Enunciado da tarefa – Por favor, edite o trecho abaixo começando em "Este é, aliás, um" e terminando em "Coisa de profissional.", trocando "guerrilha de versões" por "batalha de narrativas", e apresente essa parte já alterada.

Pouco
há de mais perigoso hoje no Brasil do que a influência-infiltração bolsonarista
nas forças de segurança pública país adentro. Trata-se mesmo de um programa de
ocupação ideológica, desde as mais baixas patentes, das corporações armadas.
Milícias (também) surgem assim, nas fissuras da hierarquia desafiada, nas
brechas em que se insinuam os atrativos do poder paralelo. Que o leitor se
lembre do movimento de amotinados no Ceará, de fevereiro de 2020, em que fora
possível identificar a presença de agentes do bolsonarismo.
Um
ano depois, volto a este tema, a corrupção ideológica das polícias, a partir do
ocorrido na Bahia, no último domingo: um ato de terrorismo doméstico promovido
por um lobo solitário, em cuja mente o apito soprado desde o Planalto entrou.
Refiro-me — chamando a coisa pelo que é — ao caso do soldado Wesley; o policial
militar, afinal terrorista, que, em maior ou menor surto, depois de apregoar
palavras de ordem e atirar a esmo, disparou contra colegas de farda.
Este é, aliás, um dos fatos do episódio — um fato, apesar da poderosa campanha de distorção bolsonarista: o sujeito disparou contra pares, somente em resposta a que seria baleado. Atirou; veio a reação. Mesmo assim, apesar das imagens incontroversas, o bolsonarismo conseguiu plantar sua guerrilha de versões, de que um soldado Wesley romantizado emerge como mártir em defesa da liberdade. Coisa de profissional.
O
policial disparou contra companheiros; mas sobretudo fez disparar o arsenal de
extremismos que instiga mais um golpe (de amotinados) contra o equilíbrio
republicano.

Registros de rotulagem de locais –
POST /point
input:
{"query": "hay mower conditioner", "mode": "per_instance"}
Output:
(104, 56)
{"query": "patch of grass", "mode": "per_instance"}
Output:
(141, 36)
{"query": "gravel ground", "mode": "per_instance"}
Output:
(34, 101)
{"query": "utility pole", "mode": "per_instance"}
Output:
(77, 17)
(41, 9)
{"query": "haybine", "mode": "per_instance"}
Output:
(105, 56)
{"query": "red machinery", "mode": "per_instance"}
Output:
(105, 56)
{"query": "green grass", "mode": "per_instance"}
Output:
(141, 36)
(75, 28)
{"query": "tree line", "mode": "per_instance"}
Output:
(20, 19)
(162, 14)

---

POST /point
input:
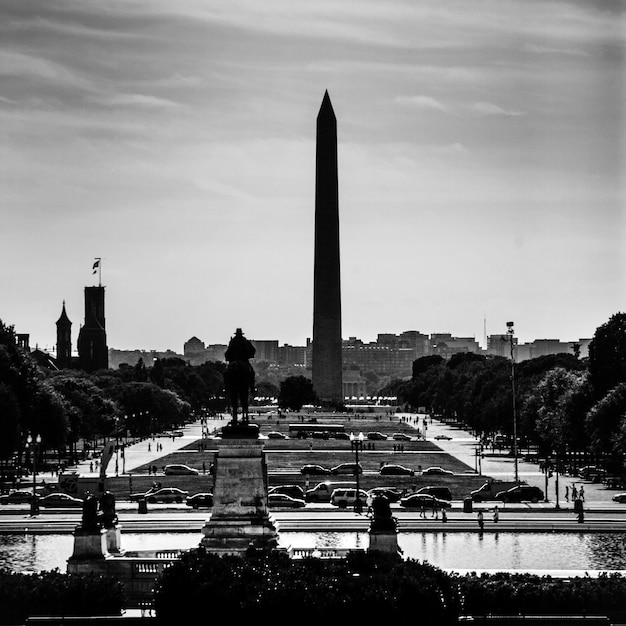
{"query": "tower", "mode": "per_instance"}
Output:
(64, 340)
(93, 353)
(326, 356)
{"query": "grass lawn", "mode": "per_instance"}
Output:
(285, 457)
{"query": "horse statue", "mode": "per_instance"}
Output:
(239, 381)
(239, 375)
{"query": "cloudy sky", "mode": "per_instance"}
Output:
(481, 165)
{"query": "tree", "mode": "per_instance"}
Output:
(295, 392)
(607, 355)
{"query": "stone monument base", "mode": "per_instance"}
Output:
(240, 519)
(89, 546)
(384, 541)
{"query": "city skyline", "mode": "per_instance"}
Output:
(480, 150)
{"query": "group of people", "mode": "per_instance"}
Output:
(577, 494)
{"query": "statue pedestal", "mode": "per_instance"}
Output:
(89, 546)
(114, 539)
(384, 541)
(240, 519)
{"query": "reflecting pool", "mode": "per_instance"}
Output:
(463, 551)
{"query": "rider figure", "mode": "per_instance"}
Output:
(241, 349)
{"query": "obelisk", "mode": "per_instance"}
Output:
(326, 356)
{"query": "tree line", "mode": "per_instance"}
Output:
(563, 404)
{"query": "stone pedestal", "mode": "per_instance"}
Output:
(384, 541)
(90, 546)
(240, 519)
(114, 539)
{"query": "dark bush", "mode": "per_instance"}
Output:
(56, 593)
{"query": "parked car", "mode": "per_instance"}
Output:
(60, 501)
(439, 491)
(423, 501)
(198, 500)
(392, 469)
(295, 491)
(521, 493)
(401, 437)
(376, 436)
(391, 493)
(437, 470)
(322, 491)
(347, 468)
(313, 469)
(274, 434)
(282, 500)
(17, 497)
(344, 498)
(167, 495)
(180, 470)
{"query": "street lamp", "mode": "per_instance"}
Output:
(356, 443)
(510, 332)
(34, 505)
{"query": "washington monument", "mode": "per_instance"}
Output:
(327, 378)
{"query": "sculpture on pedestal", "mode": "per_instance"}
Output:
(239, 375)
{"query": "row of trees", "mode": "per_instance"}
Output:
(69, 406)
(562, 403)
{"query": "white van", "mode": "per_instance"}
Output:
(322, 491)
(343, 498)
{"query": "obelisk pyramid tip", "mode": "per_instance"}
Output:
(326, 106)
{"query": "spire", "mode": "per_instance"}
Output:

---

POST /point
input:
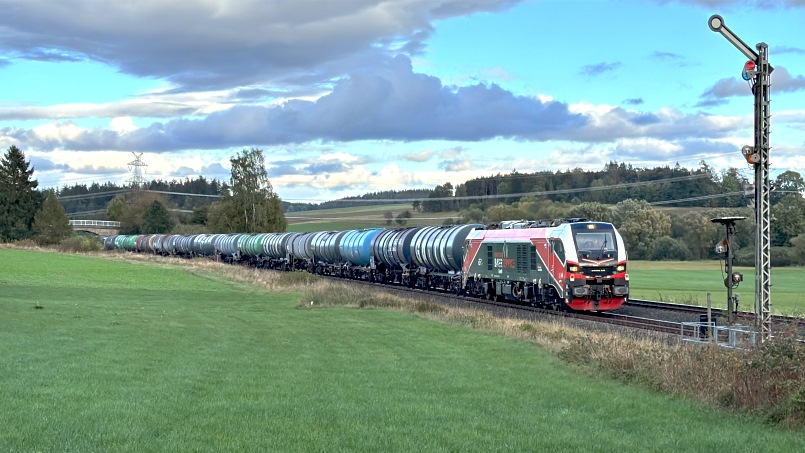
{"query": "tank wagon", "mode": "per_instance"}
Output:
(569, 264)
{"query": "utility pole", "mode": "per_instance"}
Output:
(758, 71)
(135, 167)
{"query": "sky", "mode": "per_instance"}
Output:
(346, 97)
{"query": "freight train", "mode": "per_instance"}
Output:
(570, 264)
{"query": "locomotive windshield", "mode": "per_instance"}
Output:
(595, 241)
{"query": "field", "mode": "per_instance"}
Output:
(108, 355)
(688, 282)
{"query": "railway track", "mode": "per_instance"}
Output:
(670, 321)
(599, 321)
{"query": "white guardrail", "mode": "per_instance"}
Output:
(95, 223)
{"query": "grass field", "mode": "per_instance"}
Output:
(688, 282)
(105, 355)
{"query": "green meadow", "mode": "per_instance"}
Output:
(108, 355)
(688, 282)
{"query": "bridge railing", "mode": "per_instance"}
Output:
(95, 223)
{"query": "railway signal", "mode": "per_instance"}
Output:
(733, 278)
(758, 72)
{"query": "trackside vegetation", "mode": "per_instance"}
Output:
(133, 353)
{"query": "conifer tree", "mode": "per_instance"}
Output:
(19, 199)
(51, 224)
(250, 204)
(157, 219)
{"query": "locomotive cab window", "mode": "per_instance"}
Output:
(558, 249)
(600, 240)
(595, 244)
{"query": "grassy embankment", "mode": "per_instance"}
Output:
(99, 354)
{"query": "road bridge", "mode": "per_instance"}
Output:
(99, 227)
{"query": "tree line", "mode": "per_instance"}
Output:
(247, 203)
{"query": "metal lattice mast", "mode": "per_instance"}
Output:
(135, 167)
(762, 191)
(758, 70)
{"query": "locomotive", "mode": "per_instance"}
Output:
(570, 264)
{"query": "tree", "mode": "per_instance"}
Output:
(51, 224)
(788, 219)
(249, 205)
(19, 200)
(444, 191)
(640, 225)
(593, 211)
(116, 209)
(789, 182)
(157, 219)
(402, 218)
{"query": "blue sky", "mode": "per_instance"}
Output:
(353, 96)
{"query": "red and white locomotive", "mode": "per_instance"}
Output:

Resultado da tarefa –
Este é, aliás, um dos fatos do episódio — um fato, apesar da poderosa campanha de distorção bolsonarista: o sujeito disparou contra pares, somente em resposta a que seria baleado. Atirou; veio a reação. Mesmo assim, apesar das imagens incontroversas, o bolsonarismo conseguiu plantar sua batalha de narrativas, de que um soldado Wesley romantizado emerge como mártir em defesa da liberdade. Coisa de profissional.